Document extract |
Praying for One Another.   There can be so much vulnerability and safety in prayer when it is done in a Secure manner.  As we share our needs, we can experience our family members’ caring for us and witness them bringing our concerns straight to the Head of our family.  We can speak our emotional and physical needs, which allows us to be known.  We know that others are standing with us.

Laying on of Hands.  The early church used touch as part of their way of praying for healing.  They also used physical affection during greetings (Romans 16:16).   Of course, there have to be appropriate boundaries with touch in church.  No person should be asked to go beyond levels of physical proximity that they are uncomfortable with.  Men in particular must be very sensitive to how they exchange touch with women and children.  However, touch is integral to human Attachment, and it is an important part of building secure communities. 

Visitation in Times of Need.   Nothing speaks more powerfully to parishioners than the tangible love of Christian leaders or designated volunteers during times of crisis.  When church leaders come to the hospital, bedside, or to the home of struggling members during dire moments, it provides such tangible comfort.  Parishioners know that they are not alone.  They experience the incarnational presence of Jesus in their moments of great need.  This is the gift of Safe Haven from an Attachment standpoint.

Required work |
• a. Answer these from the passage on church practices:
(i) Which Bible verse is cited for physical affection during greetings?
(ii) Who must be especially sensitive about how they exchange touch with women and children?
(iii) What does visitation in times of need provide, from an Attachment standpoint?
• b. Continue the passage on church practices from its last sentence.

Data extract |
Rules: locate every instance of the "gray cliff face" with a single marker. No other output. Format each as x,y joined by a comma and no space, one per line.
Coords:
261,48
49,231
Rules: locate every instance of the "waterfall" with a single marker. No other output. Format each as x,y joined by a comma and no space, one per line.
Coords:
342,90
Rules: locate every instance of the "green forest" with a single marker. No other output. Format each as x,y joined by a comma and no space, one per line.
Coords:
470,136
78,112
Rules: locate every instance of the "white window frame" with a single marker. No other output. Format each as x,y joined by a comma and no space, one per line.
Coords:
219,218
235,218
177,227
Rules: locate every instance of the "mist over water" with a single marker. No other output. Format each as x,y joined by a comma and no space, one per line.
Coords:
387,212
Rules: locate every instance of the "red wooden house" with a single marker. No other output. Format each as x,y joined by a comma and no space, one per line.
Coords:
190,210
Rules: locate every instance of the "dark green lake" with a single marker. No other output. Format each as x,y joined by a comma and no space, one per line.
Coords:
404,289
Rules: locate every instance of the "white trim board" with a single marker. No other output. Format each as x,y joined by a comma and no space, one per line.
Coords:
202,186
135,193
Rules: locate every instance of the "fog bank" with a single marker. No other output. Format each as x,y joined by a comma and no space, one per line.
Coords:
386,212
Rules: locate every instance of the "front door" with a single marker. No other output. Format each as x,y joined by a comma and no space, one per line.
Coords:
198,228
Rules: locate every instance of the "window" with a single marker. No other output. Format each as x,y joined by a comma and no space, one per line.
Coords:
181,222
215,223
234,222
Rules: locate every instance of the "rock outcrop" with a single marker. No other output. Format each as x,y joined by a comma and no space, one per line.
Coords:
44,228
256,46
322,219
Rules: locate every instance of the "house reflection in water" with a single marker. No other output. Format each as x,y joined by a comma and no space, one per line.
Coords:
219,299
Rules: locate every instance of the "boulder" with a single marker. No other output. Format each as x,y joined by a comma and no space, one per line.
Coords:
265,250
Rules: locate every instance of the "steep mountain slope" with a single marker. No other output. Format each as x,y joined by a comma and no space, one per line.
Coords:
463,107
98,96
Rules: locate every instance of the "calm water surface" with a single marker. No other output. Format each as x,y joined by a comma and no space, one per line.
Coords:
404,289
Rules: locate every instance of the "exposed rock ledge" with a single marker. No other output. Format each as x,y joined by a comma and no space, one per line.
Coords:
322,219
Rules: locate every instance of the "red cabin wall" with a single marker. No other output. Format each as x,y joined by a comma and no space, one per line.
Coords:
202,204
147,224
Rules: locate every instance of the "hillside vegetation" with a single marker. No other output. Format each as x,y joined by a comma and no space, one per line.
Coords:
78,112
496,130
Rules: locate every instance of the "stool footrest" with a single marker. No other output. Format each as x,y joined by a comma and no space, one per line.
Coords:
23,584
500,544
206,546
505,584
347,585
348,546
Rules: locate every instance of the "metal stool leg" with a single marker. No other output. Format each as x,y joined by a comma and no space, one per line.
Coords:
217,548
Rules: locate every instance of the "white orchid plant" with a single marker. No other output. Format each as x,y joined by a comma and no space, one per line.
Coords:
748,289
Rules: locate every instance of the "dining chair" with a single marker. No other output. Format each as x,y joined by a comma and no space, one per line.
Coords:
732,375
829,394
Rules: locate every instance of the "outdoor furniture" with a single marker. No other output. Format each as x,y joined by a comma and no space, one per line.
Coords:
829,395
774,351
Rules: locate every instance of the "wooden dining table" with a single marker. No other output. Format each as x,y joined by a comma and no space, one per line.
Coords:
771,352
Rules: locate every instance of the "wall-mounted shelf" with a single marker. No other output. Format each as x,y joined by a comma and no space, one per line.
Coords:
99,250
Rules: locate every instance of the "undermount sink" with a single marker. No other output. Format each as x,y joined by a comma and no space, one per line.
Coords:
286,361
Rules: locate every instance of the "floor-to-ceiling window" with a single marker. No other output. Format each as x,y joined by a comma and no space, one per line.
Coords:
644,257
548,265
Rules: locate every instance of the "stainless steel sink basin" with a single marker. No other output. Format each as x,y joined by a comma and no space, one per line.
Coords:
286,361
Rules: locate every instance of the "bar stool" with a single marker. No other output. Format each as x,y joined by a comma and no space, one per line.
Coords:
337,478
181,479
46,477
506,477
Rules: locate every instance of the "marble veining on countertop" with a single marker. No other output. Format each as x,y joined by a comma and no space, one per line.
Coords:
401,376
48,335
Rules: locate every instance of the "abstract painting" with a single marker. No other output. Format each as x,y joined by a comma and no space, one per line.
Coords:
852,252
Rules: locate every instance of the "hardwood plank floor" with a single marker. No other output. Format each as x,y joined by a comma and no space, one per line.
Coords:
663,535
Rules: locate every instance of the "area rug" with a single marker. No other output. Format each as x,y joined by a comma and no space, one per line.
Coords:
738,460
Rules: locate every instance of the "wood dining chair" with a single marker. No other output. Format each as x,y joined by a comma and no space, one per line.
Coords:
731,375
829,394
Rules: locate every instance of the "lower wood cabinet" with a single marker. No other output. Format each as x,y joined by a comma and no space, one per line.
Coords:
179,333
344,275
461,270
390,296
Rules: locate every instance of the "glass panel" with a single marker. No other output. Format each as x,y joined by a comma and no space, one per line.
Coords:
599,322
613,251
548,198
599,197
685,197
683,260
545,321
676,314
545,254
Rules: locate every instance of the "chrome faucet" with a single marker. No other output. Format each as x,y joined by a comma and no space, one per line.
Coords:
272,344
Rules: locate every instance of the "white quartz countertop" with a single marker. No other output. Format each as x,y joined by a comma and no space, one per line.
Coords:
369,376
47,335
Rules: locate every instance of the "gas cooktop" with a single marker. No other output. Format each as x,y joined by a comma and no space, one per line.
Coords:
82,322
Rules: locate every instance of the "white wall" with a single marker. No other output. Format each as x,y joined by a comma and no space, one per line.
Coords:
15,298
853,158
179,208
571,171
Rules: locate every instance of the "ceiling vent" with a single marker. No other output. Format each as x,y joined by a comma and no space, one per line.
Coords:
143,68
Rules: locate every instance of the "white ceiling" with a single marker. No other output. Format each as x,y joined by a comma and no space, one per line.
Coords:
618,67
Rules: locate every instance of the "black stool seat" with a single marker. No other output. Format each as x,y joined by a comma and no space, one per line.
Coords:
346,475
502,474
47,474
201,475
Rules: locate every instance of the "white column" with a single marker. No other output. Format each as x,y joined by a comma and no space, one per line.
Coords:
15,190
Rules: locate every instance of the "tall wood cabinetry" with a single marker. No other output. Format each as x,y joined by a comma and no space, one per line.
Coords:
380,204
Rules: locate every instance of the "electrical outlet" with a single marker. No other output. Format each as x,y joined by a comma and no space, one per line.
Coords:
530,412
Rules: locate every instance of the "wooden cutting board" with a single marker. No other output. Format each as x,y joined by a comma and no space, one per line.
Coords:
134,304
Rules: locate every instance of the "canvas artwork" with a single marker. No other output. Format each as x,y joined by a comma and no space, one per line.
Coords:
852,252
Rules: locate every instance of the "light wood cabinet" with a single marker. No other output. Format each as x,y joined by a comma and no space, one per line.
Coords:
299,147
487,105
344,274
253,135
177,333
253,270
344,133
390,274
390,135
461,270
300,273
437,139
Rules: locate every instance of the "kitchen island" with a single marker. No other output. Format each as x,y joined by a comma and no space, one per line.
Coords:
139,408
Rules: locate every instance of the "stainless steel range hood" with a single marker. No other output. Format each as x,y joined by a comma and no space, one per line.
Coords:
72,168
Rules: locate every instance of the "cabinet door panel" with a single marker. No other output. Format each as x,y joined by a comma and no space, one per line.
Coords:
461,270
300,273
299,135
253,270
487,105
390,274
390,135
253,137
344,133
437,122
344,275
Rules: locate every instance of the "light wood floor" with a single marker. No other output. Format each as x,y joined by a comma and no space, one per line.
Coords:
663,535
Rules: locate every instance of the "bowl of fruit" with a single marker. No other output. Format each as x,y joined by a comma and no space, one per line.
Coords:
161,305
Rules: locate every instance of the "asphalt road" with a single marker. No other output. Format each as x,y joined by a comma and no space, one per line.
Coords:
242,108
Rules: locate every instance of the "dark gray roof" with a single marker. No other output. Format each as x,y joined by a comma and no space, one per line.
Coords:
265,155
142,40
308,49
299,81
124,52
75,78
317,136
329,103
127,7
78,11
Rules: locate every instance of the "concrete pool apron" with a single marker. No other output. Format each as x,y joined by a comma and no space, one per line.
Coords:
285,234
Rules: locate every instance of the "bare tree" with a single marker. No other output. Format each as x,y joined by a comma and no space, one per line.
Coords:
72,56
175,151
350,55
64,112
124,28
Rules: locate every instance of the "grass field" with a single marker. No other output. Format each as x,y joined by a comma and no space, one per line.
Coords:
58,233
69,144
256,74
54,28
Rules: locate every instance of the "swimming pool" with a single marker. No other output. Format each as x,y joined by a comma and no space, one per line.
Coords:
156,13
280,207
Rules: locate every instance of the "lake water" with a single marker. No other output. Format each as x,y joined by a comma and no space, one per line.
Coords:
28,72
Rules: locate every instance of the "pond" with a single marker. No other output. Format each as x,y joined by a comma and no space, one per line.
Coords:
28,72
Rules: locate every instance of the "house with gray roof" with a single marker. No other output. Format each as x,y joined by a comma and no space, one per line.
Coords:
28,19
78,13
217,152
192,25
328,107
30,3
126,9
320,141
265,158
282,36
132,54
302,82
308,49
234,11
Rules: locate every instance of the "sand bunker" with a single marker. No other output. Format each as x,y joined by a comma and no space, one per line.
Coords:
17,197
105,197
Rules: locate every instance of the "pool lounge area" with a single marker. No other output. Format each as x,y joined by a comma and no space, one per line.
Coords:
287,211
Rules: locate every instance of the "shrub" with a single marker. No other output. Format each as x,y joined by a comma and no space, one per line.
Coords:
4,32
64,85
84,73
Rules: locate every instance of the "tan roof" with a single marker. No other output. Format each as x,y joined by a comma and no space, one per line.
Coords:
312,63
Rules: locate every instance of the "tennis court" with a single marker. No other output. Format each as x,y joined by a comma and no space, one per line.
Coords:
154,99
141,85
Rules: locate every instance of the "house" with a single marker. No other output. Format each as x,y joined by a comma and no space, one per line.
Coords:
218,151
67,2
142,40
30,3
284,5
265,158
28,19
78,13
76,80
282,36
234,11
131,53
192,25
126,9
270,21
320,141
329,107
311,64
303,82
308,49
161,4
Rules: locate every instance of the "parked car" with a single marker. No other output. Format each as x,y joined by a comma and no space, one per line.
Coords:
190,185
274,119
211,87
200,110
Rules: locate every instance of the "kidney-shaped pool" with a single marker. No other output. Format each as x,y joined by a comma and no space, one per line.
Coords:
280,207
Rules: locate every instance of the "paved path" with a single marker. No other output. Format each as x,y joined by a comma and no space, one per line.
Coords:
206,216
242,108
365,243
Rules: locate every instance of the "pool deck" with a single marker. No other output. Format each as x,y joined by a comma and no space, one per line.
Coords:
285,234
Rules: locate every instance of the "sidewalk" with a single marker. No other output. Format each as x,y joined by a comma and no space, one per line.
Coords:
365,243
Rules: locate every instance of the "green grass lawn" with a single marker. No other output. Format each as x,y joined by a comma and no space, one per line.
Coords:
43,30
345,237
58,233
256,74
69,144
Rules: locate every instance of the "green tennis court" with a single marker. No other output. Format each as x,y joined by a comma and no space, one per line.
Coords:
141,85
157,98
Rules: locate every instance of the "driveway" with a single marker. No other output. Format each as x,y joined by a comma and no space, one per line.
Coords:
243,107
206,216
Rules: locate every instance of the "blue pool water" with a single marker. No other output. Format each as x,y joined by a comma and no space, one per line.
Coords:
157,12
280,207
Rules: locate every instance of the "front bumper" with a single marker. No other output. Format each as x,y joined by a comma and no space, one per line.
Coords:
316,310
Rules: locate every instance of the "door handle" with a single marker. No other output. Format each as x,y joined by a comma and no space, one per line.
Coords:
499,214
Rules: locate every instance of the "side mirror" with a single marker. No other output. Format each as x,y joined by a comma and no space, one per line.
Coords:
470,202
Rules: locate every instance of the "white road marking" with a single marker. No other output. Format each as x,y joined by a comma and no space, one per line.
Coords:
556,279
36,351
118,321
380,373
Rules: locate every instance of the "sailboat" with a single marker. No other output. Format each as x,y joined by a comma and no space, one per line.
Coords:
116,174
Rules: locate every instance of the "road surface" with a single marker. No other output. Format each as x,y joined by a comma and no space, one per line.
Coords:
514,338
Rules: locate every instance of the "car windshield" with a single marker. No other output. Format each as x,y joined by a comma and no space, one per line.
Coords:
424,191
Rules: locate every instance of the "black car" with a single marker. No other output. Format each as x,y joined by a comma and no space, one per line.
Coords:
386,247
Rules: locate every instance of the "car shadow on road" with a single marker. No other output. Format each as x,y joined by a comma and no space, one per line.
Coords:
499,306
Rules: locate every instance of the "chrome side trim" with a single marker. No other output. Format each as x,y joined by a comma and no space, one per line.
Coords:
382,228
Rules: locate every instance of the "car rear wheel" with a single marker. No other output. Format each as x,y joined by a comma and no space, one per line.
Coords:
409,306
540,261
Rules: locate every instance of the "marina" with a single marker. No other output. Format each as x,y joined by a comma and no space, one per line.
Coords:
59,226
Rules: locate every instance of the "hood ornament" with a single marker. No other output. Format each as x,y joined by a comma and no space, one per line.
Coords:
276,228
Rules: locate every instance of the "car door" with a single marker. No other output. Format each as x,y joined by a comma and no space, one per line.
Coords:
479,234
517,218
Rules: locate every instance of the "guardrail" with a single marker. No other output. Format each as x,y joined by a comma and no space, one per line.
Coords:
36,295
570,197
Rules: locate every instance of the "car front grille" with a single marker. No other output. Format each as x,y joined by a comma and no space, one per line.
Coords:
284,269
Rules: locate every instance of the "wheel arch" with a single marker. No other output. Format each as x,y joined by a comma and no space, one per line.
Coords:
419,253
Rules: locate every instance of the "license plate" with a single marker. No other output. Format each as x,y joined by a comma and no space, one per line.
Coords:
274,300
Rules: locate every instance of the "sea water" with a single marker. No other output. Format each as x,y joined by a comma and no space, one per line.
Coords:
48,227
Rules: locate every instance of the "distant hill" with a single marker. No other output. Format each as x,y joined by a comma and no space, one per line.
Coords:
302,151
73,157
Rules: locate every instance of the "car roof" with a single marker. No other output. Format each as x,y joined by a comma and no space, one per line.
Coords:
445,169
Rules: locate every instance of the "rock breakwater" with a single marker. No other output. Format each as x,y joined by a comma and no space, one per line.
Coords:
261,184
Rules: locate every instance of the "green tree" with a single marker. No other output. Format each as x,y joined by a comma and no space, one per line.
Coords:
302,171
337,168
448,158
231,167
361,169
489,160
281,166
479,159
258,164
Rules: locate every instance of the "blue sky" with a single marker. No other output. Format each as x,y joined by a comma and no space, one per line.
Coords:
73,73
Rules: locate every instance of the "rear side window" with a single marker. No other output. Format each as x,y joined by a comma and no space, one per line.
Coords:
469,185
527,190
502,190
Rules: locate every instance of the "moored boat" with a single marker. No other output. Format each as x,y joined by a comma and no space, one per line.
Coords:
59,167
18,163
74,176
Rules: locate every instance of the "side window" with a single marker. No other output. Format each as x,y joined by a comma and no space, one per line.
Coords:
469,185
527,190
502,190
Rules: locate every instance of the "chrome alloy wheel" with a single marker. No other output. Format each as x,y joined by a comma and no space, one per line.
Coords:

Expected responses |
• a.
(i) Romans 16:16
(ii) Men
(iii) The gift of Safe Haven

• b.
Playing Together.  There are countless ways that we can play, both as adults and children.  Remember that play is part of what builds the Attachment bond when we are young.  Play allows us to take measured risks, build trust, and learn to synchronize as a team.  Don’t forget that a church picnic, with ball games or relays is a vital part of building community.  Knitting groups, art and drawing times, and skits are all ways that we can grow community.

Interactive Learning.   I love large group gatherings at church.  Yet there is something priceless about coming together in smaller groups where you can interact and spread your wings with new things that you are learning.  Leaders should create spaces where all members can take turns in reflecting upon and asking questions about things they are learning in their Christian journey.  It will be important to set framework so that members don’t interrupt, dominate, or judge what others are sharing.  All of this allows us to grow the Secure Base side of Attachment through exploration.  Many of us can also step forward in growing our spiritual gifts of teaching and encouraging in these contexts. 

Small Groups.  Along with settings where we can learn new truths and grow our beliefs, we need spaces to engage our hearts.   We need small groups where people can say how they are really doing that week.  These are important spaces to practice vulnerable sharing, talking about struggles, doubts, sorrows, or fears.  It gives us the chance to provide comfort and Safe Haven to one another.  We can also practice growing in our spiritual gifts of encouragement.   Small groups can have an organizing theme, such as a Bible study, Christian book, or parenting curriculum.  They can also be informally structured.  It’s important that space is made for sharing, valuing, and standing with one another in prayer.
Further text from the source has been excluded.